RAW RECORDS start
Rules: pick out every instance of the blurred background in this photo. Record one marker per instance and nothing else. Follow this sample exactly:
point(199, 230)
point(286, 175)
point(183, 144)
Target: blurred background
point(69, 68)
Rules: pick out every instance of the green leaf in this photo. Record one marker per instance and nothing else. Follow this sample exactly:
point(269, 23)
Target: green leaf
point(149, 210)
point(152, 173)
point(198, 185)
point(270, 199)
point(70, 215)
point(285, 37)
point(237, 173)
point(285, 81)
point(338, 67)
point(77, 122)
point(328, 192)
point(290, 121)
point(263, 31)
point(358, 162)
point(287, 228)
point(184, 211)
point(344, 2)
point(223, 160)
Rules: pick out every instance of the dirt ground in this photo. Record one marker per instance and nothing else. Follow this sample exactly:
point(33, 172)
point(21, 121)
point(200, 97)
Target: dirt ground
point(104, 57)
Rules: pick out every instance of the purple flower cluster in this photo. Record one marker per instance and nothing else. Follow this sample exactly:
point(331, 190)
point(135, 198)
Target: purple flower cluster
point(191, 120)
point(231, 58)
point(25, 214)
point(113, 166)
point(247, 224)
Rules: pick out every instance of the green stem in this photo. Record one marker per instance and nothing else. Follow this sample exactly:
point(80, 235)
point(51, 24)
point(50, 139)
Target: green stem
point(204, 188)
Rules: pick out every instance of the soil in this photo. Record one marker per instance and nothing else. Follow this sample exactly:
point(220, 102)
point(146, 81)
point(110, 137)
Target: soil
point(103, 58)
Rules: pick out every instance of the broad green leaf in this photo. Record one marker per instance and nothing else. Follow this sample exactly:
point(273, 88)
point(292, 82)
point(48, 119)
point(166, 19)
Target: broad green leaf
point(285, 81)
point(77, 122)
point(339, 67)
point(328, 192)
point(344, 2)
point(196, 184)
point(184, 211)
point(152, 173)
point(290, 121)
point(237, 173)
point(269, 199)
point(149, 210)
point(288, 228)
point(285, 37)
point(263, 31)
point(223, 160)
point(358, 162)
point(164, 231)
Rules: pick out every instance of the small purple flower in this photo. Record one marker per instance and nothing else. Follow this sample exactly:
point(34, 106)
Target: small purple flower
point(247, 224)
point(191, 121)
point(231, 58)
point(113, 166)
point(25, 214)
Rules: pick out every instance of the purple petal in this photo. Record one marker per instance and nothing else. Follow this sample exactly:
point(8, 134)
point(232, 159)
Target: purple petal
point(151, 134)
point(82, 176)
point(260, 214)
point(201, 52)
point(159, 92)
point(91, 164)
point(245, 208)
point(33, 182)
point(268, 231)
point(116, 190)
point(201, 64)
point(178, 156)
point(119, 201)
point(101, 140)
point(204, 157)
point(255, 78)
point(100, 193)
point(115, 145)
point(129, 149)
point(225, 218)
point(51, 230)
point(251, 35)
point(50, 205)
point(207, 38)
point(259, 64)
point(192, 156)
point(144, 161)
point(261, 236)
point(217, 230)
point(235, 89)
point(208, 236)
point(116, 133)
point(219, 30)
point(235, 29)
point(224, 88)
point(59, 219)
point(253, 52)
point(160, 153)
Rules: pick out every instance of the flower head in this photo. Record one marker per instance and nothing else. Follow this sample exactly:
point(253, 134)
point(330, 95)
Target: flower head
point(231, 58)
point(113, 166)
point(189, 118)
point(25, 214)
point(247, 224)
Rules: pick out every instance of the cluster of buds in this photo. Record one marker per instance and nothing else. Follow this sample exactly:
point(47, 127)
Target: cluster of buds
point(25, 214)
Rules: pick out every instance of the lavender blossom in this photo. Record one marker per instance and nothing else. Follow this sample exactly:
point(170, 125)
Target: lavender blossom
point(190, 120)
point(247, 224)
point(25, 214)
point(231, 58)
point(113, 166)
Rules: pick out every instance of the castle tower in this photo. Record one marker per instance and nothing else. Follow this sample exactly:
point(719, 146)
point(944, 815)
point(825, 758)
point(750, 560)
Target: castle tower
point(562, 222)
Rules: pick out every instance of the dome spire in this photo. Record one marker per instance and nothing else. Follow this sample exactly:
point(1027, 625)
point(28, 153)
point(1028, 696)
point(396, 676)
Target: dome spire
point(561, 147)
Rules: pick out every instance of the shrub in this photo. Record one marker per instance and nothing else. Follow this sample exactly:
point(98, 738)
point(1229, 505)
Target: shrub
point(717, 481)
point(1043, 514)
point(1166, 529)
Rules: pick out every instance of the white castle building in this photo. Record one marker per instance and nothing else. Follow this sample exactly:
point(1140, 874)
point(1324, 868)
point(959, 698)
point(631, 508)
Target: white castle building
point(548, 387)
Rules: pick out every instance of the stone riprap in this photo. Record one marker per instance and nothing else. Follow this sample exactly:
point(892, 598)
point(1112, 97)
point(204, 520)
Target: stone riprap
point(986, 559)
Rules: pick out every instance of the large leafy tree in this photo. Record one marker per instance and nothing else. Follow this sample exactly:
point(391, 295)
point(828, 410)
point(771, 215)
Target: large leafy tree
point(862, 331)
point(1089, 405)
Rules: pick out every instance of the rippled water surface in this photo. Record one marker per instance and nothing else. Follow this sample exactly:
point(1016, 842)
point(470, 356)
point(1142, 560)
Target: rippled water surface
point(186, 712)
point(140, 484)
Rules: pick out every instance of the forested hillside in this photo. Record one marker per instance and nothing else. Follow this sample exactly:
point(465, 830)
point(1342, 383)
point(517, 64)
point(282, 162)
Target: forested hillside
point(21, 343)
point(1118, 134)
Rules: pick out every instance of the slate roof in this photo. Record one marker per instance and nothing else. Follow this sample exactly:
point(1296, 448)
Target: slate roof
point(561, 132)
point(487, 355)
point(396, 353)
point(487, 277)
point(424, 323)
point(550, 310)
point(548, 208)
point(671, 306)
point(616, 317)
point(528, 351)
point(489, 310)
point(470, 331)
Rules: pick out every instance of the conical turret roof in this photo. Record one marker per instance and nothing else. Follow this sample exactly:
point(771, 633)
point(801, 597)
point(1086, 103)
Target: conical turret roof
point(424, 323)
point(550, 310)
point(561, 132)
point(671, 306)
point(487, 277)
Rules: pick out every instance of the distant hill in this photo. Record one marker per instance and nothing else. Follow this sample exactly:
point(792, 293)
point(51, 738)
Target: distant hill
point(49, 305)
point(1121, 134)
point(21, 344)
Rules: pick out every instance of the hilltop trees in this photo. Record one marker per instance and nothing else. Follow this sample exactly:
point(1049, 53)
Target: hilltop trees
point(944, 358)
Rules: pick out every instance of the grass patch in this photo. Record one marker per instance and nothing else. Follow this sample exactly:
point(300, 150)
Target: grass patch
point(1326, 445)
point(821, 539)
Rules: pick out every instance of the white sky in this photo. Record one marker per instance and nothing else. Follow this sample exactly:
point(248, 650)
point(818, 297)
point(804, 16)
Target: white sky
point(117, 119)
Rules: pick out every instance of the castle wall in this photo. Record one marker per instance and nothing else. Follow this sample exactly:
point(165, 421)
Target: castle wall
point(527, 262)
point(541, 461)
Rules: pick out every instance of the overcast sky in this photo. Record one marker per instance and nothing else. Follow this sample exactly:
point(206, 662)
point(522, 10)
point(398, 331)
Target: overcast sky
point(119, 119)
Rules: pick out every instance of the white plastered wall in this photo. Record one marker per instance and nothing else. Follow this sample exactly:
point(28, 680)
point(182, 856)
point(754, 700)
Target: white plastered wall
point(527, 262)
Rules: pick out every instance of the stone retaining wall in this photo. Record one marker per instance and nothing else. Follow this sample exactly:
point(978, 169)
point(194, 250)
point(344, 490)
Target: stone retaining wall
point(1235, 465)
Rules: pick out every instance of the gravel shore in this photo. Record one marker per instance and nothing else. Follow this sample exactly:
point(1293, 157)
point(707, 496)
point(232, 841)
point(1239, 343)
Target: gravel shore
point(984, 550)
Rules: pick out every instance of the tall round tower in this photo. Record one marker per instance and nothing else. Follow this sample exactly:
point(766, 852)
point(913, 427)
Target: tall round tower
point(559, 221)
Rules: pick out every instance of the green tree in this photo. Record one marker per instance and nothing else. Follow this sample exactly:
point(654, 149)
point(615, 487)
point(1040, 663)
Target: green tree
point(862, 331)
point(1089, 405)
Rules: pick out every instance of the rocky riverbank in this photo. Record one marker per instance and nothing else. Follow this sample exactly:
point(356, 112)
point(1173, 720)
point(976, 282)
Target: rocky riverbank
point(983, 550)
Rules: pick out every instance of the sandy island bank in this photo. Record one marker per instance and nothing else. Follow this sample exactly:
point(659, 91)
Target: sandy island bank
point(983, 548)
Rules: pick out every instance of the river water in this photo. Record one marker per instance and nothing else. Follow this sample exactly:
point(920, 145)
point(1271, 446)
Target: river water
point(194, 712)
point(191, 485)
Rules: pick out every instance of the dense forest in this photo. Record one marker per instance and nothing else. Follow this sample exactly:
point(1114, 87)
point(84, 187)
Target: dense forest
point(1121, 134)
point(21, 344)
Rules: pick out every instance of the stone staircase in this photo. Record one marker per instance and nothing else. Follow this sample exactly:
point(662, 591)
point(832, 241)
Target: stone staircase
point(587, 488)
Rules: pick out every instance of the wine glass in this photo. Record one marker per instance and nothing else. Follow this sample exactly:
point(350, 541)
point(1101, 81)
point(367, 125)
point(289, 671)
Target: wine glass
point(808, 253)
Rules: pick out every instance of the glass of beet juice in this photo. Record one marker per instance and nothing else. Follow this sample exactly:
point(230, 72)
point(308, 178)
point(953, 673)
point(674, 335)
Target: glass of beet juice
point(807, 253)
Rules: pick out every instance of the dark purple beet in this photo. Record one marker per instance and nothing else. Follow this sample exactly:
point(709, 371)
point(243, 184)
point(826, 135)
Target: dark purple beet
RAW RECORDS end
SET PROBLEM:
Scale the answer coordinates in the lines between the one holding "Rules: pick out every instance of the castle tower" and the one holding "point(562, 222)", inclusive, by 1.05, rounding each to a whole number with halves going up, and write out all of those lines again with the requests included. Leave every number in the requests and their sample points as it is.

FULL RESPONSE:
Rules: pick out every instance of the castle tower in this photo. Record one marker per instance and nothing else. Follow this sample exactly:
point(719, 146)
point(944, 815)
point(825, 758)
point(750, 560)
Target: castle tower
point(590, 233)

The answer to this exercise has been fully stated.